◆ WORK ITEM:
Give back an exact copy of the entries beneath, minus the pictures.
======== MATERIAL SHOWN
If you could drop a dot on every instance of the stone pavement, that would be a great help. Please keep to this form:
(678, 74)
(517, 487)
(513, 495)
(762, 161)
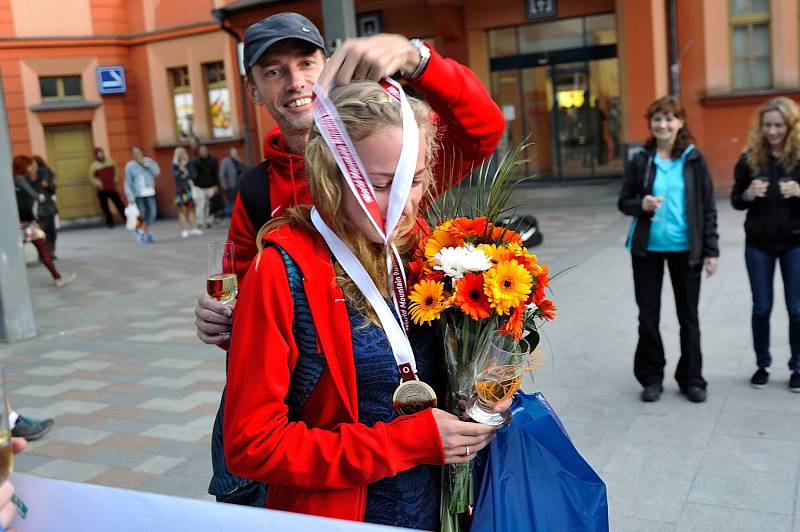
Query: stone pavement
(133, 391)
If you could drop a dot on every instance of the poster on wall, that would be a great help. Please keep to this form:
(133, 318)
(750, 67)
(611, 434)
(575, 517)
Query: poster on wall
(219, 107)
(537, 9)
(184, 114)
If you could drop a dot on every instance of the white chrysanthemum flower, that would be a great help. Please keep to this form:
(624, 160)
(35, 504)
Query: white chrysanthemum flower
(455, 262)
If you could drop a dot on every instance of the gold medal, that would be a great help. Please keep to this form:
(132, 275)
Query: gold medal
(413, 396)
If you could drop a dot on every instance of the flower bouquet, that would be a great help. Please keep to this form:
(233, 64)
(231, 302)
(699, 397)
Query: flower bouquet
(472, 277)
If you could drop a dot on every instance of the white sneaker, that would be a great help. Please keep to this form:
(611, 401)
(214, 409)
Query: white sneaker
(65, 279)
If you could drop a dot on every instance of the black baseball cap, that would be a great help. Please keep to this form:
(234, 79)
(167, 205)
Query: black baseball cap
(264, 33)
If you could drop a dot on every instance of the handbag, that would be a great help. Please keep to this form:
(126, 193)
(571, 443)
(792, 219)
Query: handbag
(531, 477)
(31, 231)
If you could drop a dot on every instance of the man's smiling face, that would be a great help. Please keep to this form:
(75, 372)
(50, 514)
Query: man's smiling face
(282, 81)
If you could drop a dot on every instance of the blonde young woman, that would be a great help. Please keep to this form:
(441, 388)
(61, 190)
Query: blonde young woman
(766, 185)
(342, 450)
(183, 193)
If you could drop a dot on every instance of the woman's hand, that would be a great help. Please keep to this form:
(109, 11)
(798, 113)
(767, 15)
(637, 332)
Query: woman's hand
(757, 189)
(461, 440)
(651, 203)
(711, 264)
(789, 188)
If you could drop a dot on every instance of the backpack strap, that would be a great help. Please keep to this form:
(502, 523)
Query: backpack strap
(310, 362)
(254, 192)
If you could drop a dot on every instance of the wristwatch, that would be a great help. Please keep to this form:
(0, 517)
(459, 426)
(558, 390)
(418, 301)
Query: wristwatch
(424, 56)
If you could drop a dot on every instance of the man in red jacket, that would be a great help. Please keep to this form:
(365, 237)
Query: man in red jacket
(284, 58)
(282, 69)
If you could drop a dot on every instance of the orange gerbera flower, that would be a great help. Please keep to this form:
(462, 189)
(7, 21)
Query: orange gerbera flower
(547, 309)
(464, 227)
(469, 296)
(427, 301)
(513, 327)
(507, 285)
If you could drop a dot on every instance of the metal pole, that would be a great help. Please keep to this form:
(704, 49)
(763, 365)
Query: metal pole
(674, 59)
(16, 310)
(339, 17)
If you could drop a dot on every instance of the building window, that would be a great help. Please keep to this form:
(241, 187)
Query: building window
(219, 100)
(182, 102)
(61, 88)
(750, 44)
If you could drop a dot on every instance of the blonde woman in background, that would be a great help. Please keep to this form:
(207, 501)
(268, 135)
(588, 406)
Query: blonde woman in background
(766, 184)
(183, 193)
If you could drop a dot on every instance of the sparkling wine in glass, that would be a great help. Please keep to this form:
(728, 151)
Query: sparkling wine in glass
(498, 376)
(6, 453)
(221, 281)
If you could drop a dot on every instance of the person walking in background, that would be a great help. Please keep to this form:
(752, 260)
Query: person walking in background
(24, 168)
(230, 171)
(45, 185)
(205, 183)
(669, 193)
(766, 185)
(140, 186)
(183, 193)
(103, 175)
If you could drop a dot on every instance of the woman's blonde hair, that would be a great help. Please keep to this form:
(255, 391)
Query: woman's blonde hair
(364, 108)
(758, 149)
(180, 150)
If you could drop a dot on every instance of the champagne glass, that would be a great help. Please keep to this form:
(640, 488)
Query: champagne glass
(498, 376)
(6, 453)
(221, 281)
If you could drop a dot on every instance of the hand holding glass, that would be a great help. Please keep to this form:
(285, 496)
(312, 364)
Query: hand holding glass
(221, 282)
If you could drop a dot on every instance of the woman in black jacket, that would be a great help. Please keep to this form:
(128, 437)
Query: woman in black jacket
(24, 169)
(669, 193)
(766, 185)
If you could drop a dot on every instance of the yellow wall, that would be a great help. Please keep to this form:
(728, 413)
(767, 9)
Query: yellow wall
(32, 69)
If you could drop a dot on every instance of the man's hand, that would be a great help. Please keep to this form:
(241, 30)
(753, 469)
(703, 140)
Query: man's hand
(374, 58)
(213, 320)
(7, 508)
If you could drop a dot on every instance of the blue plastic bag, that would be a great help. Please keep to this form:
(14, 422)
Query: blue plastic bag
(531, 477)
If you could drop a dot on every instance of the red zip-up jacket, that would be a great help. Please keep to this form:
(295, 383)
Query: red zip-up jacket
(322, 463)
(470, 126)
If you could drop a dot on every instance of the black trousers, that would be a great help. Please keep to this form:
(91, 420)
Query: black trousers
(104, 196)
(648, 276)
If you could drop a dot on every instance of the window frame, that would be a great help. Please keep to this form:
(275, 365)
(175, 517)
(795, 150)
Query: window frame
(208, 86)
(184, 88)
(60, 94)
(749, 21)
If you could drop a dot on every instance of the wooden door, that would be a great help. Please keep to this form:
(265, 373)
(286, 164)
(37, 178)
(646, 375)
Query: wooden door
(69, 154)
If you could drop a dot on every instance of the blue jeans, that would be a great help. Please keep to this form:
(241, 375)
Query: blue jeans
(761, 270)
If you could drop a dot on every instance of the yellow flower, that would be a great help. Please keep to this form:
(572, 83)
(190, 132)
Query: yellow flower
================
◆ EXERCISE ANSWER:
If you could drop a dot on every instance of the stone pavement, that would be a great help. Please keep to this form:
(678, 74)
(517, 487)
(513, 495)
(762, 161)
Query: stone pavement
(133, 391)
If you could drop a dot on every instance of the poster on wall, that would be a great help. Please keep to this form:
(133, 318)
(750, 67)
(611, 434)
(575, 517)
Query: poster on wall
(219, 107)
(537, 9)
(184, 114)
If you could drop a dot on every instance of the white chrysanthemum flower, that would be a great help. Please keep to this form:
(624, 160)
(35, 504)
Query: white chrysanthemum flower
(455, 262)
If you could drop a dot on every instance of the gold medal, that would be a great help. Please keep to this form:
(132, 275)
Query: gold medal
(413, 396)
If you could drop a dot on every instance of the flower bouquet, that would be a great help. Please keep to this form:
(233, 64)
(231, 302)
(699, 397)
Query: flower bouquet
(472, 277)
If you could drop a dot on every instance of the white sneaker, that would be a great help. Please keep to this form:
(611, 401)
(214, 409)
Query: white sneaker
(65, 279)
If you could drop a dot on every instance of the black baseball cap, that would be a great help. Please keep to this form:
(234, 79)
(167, 205)
Query: black baseball cap
(264, 33)
If you could drop a dot on every instance of the handbag, that would be a great help. Please keep to this form:
(126, 193)
(571, 443)
(792, 219)
Query: handbag
(531, 477)
(31, 231)
If you could drop a dot on every instance of the man's smiling face, that would be a great help. Please keep to this form:
(75, 372)
(50, 514)
Query: man's smiling face
(282, 81)
If you could drop a dot on every instance of the blonde young woman, that would be a great help. Please keep to this form:
(441, 388)
(61, 190)
Query: blonde young woman
(766, 185)
(342, 450)
(183, 193)
If you could drop a dot on every instance of the woman's hand, that would be a great help. Please keep to this form:
(109, 11)
(798, 113)
(767, 15)
(637, 332)
Query: woman's hand
(757, 189)
(461, 440)
(651, 203)
(711, 264)
(789, 188)
If you could drop a dot on every instance of the backpack strap, that would be a great help. Please keep to this form:
(502, 523)
Query: backpack strap
(310, 362)
(254, 192)
If you could drop a dot on every instance of the wristwatch, that would be a great help. Please keep to this form:
(0, 517)
(459, 426)
(558, 390)
(418, 301)
Query: wristwatch
(424, 56)
If you could drop a dot on every instance of the man in red jacket, that would be a great help. Please keep to this form:
(365, 237)
Query: man in red jacket
(284, 58)
(282, 69)
If you could drop a dot on every instance of the orange gerbera flower, that would be a great help. Please keep to this form:
(462, 189)
(7, 21)
Query: orange gerbera flower
(547, 309)
(464, 227)
(469, 296)
(427, 301)
(513, 327)
(507, 285)
If you could drop a dot on every instance of the metal pole, that would be a great help. Please keep to this form:
(704, 49)
(763, 365)
Query: metal pole
(674, 59)
(16, 310)
(339, 17)
If you could drop a dot on every instance of the building window, that would be a great help. Please keep to this form:
(241, 187)
Query: building window
(219, 100)
(182, 102)
(61, 88)
(750, 44)
If you could drop a dot on every instance of the blonde woman in background, that would be a great help. Please keep to this form:
(207, 501)
(268, 135)
(588, 406)
Query: blonde woman in background
(766, 184)
(183, 193)
If you could drop a dot on every instance of the sparkling wine in glass, that would be a great help. Please keep to this form:
(728, 151)
Query: sparkling wine in glass
(498, 376)
(6, 453)
(221, 281)
If you could drop a dot on every instance of the person walking in background, that would be a great help. Please keep to this form:
(752, 260)
Query: person walking in background
(24, 168)
(230, 171)
(45, 185)
(205, 183)
(669, 193)
(766, 185)
(140, 186)
(183, 193)
(103, 175)
If you could drop a dot on every instance of the woman's blonde hair, that would be a great help. Please keep to this form:
(255, 391)
Query: woman's blonde hair
(364, 108)
(758, 149)
(180, 150)
If you could drop a dot on every instance of the champagne glass, that would be a great help. Please keep to this form:
(640, 488)
Query: champagne glass
(498, 376)
(6, 453)
(221, 281)
If you could drop a dot on every instance of the hand holding glass, that would be a great help. Please keep to this form:
(285, 496)
(312, 364)
Query: hand holding glass
(221, 282)
If you could drop a dot on every instance of the woman in black jacket, that would be a great help. Please keep to this form:
(128, 437)
Query: woman in black jacket
(24, 169)
(669, 193)
(766, 185)
If you could drop a dot on every instance of the yellow wall, that would be a great help. Please keep to this form:
(728, 413)
(767, 9)
Query: yellow wall
(32, 69)
If you could drop a dot on every instance of the man's hand, that would be a great help. Please keep to this form:
(241, 30)
(753, 469)
(703, 140)
Query: man's hand
(374, 58)
(213, 320)
(7, 508)
If you could drop a dot on every instance of the blue plastic bag, that would be a great help. Please keep to this form:
(14, 422)
Query: blue plastic bag
(531, 477)
If you could drop a dot on every instance of the red zip-up jacket, that would be a great help. Please keep to this form:
(295, 383)
Query: red zip-up jacket
(322, 463)
(470, 126)
If you could drop a dot on every instance of the black trousers, that would be a great help. Please keep to this form:
(91, 420)
Query: black trousers
(104, 196)
(648, 276)
If you could drop a dot on every instance of the window frame, that would be a great help. Please keep to this form:
(275, 365)
(175, 517)
(795, 150)
Query: window frame
(208, 86)
(184, 88)
(60, 94)
(749, 21)
If you could drop a dot on every instance of the wooden door, that would be a great help. Please keep to this form:
(265, 373)
(286, 164)
(37, 178)
(646, 375)
Query: wooden door
(69, 154)
If you could drop a dot on every instance of the blue jeans, that would be a great help. Please keep to this form:
(241, 375)
Query: blue jeans
(761, 270)
If you could drop a dot on every instance of the yellow flower, that would be a great help. Please keep to this form:
(572, 83)
(190, 132)
Query: yellow flower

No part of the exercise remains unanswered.